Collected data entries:
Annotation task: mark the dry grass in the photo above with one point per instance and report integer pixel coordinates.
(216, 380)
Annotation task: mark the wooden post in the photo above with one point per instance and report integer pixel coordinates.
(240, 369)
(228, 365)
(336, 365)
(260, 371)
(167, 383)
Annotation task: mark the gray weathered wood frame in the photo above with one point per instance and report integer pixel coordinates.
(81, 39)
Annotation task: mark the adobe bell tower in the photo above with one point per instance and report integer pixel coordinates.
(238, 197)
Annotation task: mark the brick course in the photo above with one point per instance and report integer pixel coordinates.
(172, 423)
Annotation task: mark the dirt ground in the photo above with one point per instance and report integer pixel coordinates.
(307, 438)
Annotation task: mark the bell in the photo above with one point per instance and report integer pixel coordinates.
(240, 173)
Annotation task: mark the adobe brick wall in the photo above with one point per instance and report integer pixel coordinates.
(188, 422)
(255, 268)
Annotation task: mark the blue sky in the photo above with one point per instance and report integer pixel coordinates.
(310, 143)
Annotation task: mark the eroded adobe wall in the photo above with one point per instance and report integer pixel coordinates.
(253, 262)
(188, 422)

--

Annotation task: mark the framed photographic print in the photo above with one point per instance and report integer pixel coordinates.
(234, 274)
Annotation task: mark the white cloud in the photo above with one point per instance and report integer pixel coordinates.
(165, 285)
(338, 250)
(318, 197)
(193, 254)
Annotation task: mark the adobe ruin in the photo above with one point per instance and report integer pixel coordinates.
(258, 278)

**Problem**
Report every line from the rows above that contains the string "brick", treating uppercase and lowercase as different.

**Reply**
Annotation task: mark the brick course in the photo above with one point per instance and report integer pixel coordinates.
Annotation task: mark the adobe brick wall in the photo above with one point per instance and report integer pixel coordinates.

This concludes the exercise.